**Problem requirements:** The entries below should be given again exactly, minus their pictures.

**Working data:**

__________

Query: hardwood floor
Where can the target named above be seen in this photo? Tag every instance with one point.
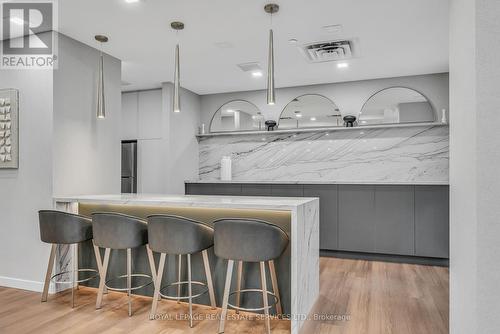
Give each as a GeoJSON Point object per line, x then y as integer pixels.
{"type": "Point", "coordinates": [372, 297]}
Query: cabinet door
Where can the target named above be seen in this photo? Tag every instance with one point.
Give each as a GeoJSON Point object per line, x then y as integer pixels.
{"type": "Point", "coordinates": [328, 213]}
{"type": "Point", "coordinates": [255, 189]}
{"type": "Point", "coordinates": [432, 221]}
{"type": "Point", "coordinates": [394, 216]}
{"type": "Point", "coordinates": [229, 189]}
{"type": "Point", "coordinates": [287, 190]}
{"type": "Point", "coordinates": [356, 218]}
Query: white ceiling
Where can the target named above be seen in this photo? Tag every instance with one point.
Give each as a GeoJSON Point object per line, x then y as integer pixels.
{"type": "Point", "coordinates": [396, 38]}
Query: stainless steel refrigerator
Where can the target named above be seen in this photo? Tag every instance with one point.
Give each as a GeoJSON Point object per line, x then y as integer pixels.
{"type": "Point", "coordinates": [129, 166]}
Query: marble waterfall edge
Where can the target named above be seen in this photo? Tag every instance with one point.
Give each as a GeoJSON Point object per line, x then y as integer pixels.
{"type": "Point", "coordinates": [412, 154]}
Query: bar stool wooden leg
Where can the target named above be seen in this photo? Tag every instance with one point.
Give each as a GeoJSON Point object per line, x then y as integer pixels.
{"type": "Point", "coordinates": [208, 273]}
{"type": "Point", "coordinates": [152, 266]}
{"type": "Point", "coordinates": [48, 275]}
{"type": "Point", "coordinates": [225, 299]}
{"type": "Point", "coordinates": [129, 280]}
{"type": "Point", "coordinates": [102, 279]}
{"type": "Point", "coordinates": [190, 292]}
{"type": "Point", "coordinates": [179, 279]}
{"type": "Point", "coordinates": [239, 273]}
{"type": "Point", "coordinates": [274, 280]}
{"type": "Point", "coordinates": [158, 278]}
{"type": "Point", "coordinates": [264, 295]}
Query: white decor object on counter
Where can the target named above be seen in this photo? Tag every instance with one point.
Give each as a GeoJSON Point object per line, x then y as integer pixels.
{"type": "Point", "coordinates": [225, 168]}
{"type": "Point", "coordinates": [304, 238]}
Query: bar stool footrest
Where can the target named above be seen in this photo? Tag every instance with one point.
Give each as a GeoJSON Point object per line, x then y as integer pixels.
{"type": "Point", "coordinates": [72, 272]}
{"type": "Point", "coordinates": [131, 288]}
{"type": "Point", "coordinates": [239, 308]}
{"type": "Point", "coordinates": [163, 295]}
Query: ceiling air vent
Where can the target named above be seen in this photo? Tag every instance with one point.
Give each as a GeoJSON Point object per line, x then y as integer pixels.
{"type": "Point", "coordinates": [328, 51]}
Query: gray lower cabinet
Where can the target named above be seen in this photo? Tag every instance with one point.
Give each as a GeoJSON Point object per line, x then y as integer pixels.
{"type": "Point", "coordinates": [432, 221]}
{"type": "Point", "coordinates": [356, 218]}
{"type": "Point", "coordinates": [386, 219]}
{"type": "Point", "coordinates": [394, 220]}
{"type": "Point", "coordinates": [328, 213]}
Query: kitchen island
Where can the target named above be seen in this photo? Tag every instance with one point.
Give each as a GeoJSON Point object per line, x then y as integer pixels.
{"type": "Point", "coordinates": [297, 268]}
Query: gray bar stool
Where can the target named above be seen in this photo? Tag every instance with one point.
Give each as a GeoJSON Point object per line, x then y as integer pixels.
{"type": "Point", "coordinates": [57, 227]}
{"type": "Point", "coordinates": [249, 240]}
{"type": "Point", "coordinates": [119, 231]}
{"type": "Point", "coordinates": [180, 236]}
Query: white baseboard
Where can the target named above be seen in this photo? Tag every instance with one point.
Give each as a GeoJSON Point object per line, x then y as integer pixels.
{"type": "Point", "coordinates": [23, 284]}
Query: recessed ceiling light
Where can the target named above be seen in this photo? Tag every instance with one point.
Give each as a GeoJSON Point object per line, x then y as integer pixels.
{"type": "Point", "coordinates": [17, 20]}
{"type": "Point", "coordinates": [257, 74]}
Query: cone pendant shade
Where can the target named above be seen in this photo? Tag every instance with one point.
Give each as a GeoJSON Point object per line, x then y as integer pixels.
{"type": "Point", "coordinates": [101, 105]}
{"type": "Point", "coordinates": [270, 71]}
{"type": "Point", "coordinates": [176, 105]}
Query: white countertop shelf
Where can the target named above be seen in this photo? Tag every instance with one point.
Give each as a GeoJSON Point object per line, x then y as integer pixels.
{"type": "Point", "coordinates": [444, 183]}
{"type": "Point", "coordinates": [323, 129]}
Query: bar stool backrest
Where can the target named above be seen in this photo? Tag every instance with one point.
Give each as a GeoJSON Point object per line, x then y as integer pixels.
{"type": "Point", "coordinates": [248, 240]}
{"type": "Point", "coordinates": [118, 231]}
{"type": "Point", "coordinates": [178, 235]}
{"type": "Point", "coordinates": [57, 227]}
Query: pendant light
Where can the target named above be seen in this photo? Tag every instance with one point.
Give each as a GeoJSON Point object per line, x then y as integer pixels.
{"type": "Point", "coordinates": [271, 9]}
{"type": "Point", "coordinates": [100, 101]}
{"type": "Point", "coordinates": [176, 104]}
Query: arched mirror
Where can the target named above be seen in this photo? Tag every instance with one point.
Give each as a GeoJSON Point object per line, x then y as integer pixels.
{"type": "Point", "coordinates": [310, 111]}
{"type": "Point", "coordinates": [396, 105]}
{"type": "Point", "coordinates": [238, 115]}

__________

**Solution for this task:**
Query: hardwood floor
Where can the target named above be seen in this photo? Tag every instance with one point.
Give each as a GeoJSON Point object per line, x then y as integer pixels.
{"type": "Point", "coordinates": [372, 297]}
Query: cabinet door
Where can the target named above be seen in this photo? Tag every instance with one point.
Give each as a GeoJSON Point object per line, x then y as integer pixels.
{"type": "Point", "coordinates": [328, 213]}
{"type": "Point", "coordinates": [255, 189]}
{"type": "Point", "coordinates": [432, 221]}
{"type": "Point", "coordinates": [394, 216]}
{"type": "Point", "coordinates": [229, 189]}
{"type": "Point", "coordinates": [287, 190]}
{"type": "Point", "coordinates": [356, 218]}
Query: white ceiling
Where can the target named above be seen in this photo? Tag every instance with one point.
Give each as a GeoJSON Point object per line, x then y as integer pixels.
{"type": "Point", "coordinates": [396, 38]}
Query: stainless steel refrigerator
Where can the target named above be seen in this photo? Tag every instance with one point.
Give each as a GeoJSON Point object per line, x then y as integer pixels.
{"type": "Point", "coordinates": [129, 166]}
Query: marble waterfall edge
Where can the target named above be seen in this photo? Tag every instance with one point.
Give each as a GeoJSON Point object per line, x then y as integer pixels.
{"type": "Point", "coordinates": [412, 154]}
Query: bar stool wooden leg
Where can the target named above be seen in this photo? Tag every instance with one point.
Give each as a GeoJSON Point object per line, x then y as integer pixels.
{"type": "Point", "coordinates": [208, 273]}
{"type": "Point", "coordinates": [152, 266]}
{"type": "Point", "coordinates": [48, 275]}
{"type": "Point", "coordinates": [225, 299]}
{"type": "Point", "coordinates": [129, 280]}
{"type": "Point", "coordinates": [102, 279]}
{"type": "Point", "coordinates": [190, 292]}
{"type": "Point", "coordinates": [179, 279]}
{"type": "Point", "coordinates": [239, 273]}
{"type": "Point", "coordinates": [274, 280]}
{"type": "Point", "coordinates": [158, 278]}
{"type": "Point", "coordinates": [264, 295]}
Query: white decor object on counter
Where can the target named above be seen in this photo? Tag every instance with one point.
Give each as a GeoJSON Point object per line, x then y as integer pixels.
{"type": "Point", "coordinates": [225, 168]}
{"type": "Point", "coordinates": [304, 238]}
Query: bar stool footrest
Where can the target named above be seen in this photo? Tag every instance with one point.
Give each as a GeoJSON Point object per line, x then y as integer pixels.
{"type": "Point", "coordinates": [72, 272]}
{"type": "Point", "coordinates": [131, 288]}
{"type": "Point", "coordinates": [239, 308]}
{"type": "Point", "coordinates": [163, 295]}
Query: ceiling air vent
Where can the target named above be seen in this photo? Tag every instance with one point.
Give each as a GeoJSON Point object per line, x then y as integer pixels.
{"type": "Point", "coordinates": [328, 51]}
Query: gray lower cabinet
Where can the target named above be seen in this photo? Tag every instance with one point.
Give each as a GeoJSON Point object per line, x then y as integer pixels.
{"type": "Point", "coordinates": [432, 221]}
{"type": "Point", "coordinates": [356, 218]}
{"type": "Point", "coordinates": [386, 219]}
{"type": "Point", "coordinates": [394, 220]}
{"type": "Point", "coordinates": [328, 213]}
Query: kitchen island
Where can the target named above be seen in this photo? Tag every instance with one point.
Give each as a GeoJSON Point object per line, x then y as integer pixels.
{"type": "Point", "coordinates": [297, 268]}
Query: gray bar stool
Where can the target named above be seen in this photo? Tag every instance with one point.
Give each as a GeoJSON Point object per line, x then y as integer pixels.
{"type": "Point", "coordinates": [57, 227]}
{"type": "Point", "coordinates": [249, 240]}
{"type": "Point", "coordinates": [119, 231]}
{"type": "Point", "coordinates": [180, 236]}
Query: white baseboard
Where can the target named above be seen in this photo? Tag every instance with one point.
Give each as a GeoJSON Point object per line, x then y as integer pixels.
{"type": "Point", "coordinates": [23, 284]}
Query: recessed ceiling light
Where can the target named above be seen in this photo? Tag every instance with one point.
Give each as a GeoJSON Point object per line, x then y as integer pixels.
{"type": "Point", "coordinates": [17, 20]}
{"type": "Point", "coordinates": [257, 74]}
Query: cone pendant shade
Where can the target named above be seen in this photo? Tag every instance with one point.
Give each as a GeoJSON Point object per line, x then y as integer pixels.
{"type": "Point", "coordinates": [101, 105]}
{"type": "Point", "coordinates": [270, 71]}
{"type": "Point", "coordinates": [176, 105]}
Query: white countertop shelf
Where can the target named above be seen in this photo? Tag every instance with one point.
Give each as a GeoJSON Point object per line, x then y as integer pixels.
{"type": "Point", "coordinates": [444, 183]}
{"type": "Point", "coordinates": [323, 129]}
Query: bar stool backrest
Where can the target named above be seen in this photo? Tag every instance with one point.
Give each as a GeoJSON Point object per line, x then y as integer pixels.
{"type": "Point", "coordinates": [248, 240]}
{"type": "Point", "coordinates": [118, 231]}
{"type": "Point", "coordinates": [178, 235]}
{"type": "Point", "coordinates": [57, 227]}
Query: pendant light
Where can the target named above be seen in this photo? Tag every instance with one point.
Give each as a GeoJSON Point object per line, x then y as integer pixels.
{"type": "Point", "coordinates": [271, 9]}
{"type": "Point", "coordinates": [100, 101]}
{"type": "Point", "coordinates": [176, 104]}
Query: arched mirror
Where can the target named above be seen in this photo? Tag every instance with one point.
Give each as a GeoJSON Point object per line, x then y as integer pixels.
{"type": "Point", "coordinates": [310, 111]}
{"type": "Point", "coordinates": [396, 105]}
{"type": "Point", "coordinates": [238, 115]}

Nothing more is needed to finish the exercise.